EXERCISE OBJECTIVE:
Continue the excerpt below on TAK1 in rats after SAH from the point where it stops.

SELECTED EXTRACT:

Data are expressed as mean ± S.E. One-way ANOVA followed by Tukey test was used to analyze differences between groups except for the neurobehavioral scores, which were analyzed with nonparametric tests (Kruskal-Wallis, followed by Dunn's post-hoc test). SPSS 16.0 was used for the statistical analysis (SPSS, Inc., Chicago, IL). Differences were determined to be significant with p < 0.05.

Results

The Mortality and General Observation

No significant changes in body temperature or injected arterial blood gas data were detected in any of the experimental groups. Intracerebroventricular injection of vehicle or OZ did not significantly alter arterial blood gas and heart rates of rats. The mortality rate was 0% (0/41) in the control group and 18.6% (36/194) in the SAH group. The mortality among SAH, vehicle, and OZ treatment groups was not significantly different in experimental designs 2 and 3 (data not shown).

TAK1 Was Activated in Rats Post-SAH

To determine whether TAK1 is activated after SAH, tissue extracts from basal temporal lobe were examined for the levels of TAK1, p-TAK1 (Thr-187), and p-TAK1 (Ser-439) by Western blotting. One-way ANOVA showed a significant difference in p-TAK1 (Thr-187) expression among the seven groups (F = 5.88, p = 0.003). Unexpectedly, the level of total TAK1 and p-TAK1 (Ser-439) were kept constant after SAH (Fig. 1, A and B, both p > 0.05). However, the level of p-TAK1 (Thr-187) showed a substantial increase at 24 (Fig. 1B, p < 0.01) and 48 h (Fig. 1B, p < 0.05) after SAH. Double immunofluorescence also demonstrated that TAK1 in the basal temporal lobe mainly co-localized with NeuN, a neuronal marker, without difference between control and SAH groups (Fig. 1C).

OZ Reduced the Levels of TAK1 and p-TAK1 in SAH Rats

To evaluate the role of TAK1 in early brain injury following SAH, the TAK1-specific inhibitor OZ was used to treat SAH and control rats. OZ treatment did not affect levels of p-TAK1 and TAK1 in control rats as compared with normal rats (data not shown), which is in line with data from a previous study (17). Statistical significance was revealed in TAK1 (F = 7.928, p = 0.001) and p-TAK1 (F = 17.5, p < 0.001) expression among the four groups. OZ treatment significantly reduced the levels of TAK1 (Fig. 2A, p < 0.01) and p-TAK1 (Thr-187) (Fig. 2B, p < 0.001) compared with vehicle-treated rats. Double immunofluorescence staining further confirmed the dramatic reduction of TAK1 by OZ administration in neuronal cells (Fig. 2C).

FIGURE 2. — **Effect of OZ treatment on the expression of TAK1 and p-TAK1.** A and B, OZ treatment reduced levels of TAK1 and p-TAK1 at 24 h post-SAH compared with vehicle-treated group. C, representative photomicrographs showed immunofluorescent staining for TAK1 and NeuN in vehicle and OZ treatment groups after SAH. TAK1-positive cells in the inferior basal temporal lobe colocalized with NeuN in the vehicle-treated group; however, TAK1-positive neurons with very low expression of TAK1 were seen in rats treated with OZ. ##, p < 0.01 *versus* control; **, p < 0.01, ***, p < 0.001 *versus* vehicle; n = 6 in each group.

DATA SUPPLIED:
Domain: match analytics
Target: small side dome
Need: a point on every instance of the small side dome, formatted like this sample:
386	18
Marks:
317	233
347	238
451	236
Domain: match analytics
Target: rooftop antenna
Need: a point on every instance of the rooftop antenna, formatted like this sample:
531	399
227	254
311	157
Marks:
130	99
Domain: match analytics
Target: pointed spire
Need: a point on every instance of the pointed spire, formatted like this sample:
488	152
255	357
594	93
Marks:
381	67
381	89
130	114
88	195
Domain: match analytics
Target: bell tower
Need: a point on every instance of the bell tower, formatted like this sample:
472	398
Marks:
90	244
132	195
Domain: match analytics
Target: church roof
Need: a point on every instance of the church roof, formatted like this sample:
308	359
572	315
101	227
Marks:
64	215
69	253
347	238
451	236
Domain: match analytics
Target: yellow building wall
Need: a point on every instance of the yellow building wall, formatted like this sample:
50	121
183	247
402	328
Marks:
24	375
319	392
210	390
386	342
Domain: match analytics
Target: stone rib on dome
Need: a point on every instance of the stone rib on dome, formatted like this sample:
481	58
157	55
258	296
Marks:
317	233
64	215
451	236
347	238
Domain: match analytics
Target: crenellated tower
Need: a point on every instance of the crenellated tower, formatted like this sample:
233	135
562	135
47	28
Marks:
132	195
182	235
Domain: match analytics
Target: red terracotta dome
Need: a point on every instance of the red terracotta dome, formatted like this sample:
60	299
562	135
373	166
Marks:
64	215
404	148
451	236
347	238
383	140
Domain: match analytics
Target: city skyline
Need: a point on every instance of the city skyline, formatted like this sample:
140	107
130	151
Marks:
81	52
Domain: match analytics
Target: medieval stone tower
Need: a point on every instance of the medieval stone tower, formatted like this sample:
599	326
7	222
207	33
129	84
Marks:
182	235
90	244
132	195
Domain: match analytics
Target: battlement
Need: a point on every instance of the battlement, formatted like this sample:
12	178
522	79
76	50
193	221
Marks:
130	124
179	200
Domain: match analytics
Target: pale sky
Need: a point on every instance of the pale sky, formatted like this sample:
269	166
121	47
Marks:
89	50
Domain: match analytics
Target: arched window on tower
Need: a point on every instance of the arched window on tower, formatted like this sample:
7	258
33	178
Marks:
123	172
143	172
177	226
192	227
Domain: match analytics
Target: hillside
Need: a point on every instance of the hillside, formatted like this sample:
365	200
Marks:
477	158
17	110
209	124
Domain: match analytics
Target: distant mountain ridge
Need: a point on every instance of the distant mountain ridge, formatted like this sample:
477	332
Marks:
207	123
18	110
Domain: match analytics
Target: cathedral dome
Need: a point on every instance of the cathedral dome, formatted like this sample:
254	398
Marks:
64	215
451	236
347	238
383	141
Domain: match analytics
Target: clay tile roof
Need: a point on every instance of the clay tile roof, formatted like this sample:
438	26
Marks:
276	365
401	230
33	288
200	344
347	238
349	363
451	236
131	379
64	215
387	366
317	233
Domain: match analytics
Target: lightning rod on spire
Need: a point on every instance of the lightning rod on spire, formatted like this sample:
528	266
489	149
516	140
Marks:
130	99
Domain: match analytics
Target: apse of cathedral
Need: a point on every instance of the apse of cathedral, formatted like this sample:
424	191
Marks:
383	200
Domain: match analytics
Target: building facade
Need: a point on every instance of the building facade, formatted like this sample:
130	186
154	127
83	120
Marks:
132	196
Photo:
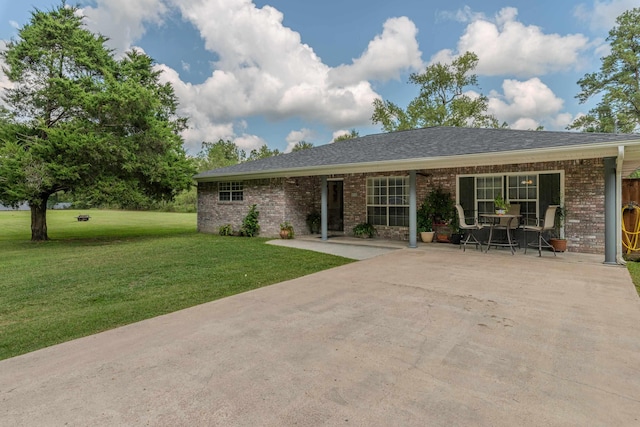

WRITTEN ANSWER:
Neuronal Apoptosis Was Attenuated by TAK1 Inhibition

TAK1 inhibition was shown to play a neuroprotective effect in animal models of some diseases (15, 17). Neuronal apoptosis is the main pathological process in EBI (1, 24). Thus, TUNEL staining was performed and cleaved caspase-3, an indicator in the early phase of apoptosis (25), was detected. The results revealed a significant difference in the apoptosis index (F = 43.5, p < 0.001) and cleaved caspase-3 expression (F = 6.849, p = 0.002) among the groups. SAH increased the number of TUNEL positive cells in the basal temporal lobe at 24 h after SAH (Fig. 3, A and B, p < 0.001). Blockage of TAK1 decreased the amount of TUNEL positive cells in SAH rats compared with untreated animals (Fig. 3, A and B, p < 0.01). Likewise, we found a significant increase of cleaved caspase-3 in SAH and SAH + vehicle groups compared with the control group (Fig. 3C, p < 0.05). Notably, OZ treatment significantly decreased the level of cleaved caspase-3 when compared with the SAH + vehicle-treated samples (Fig. 3C, p < 0.05).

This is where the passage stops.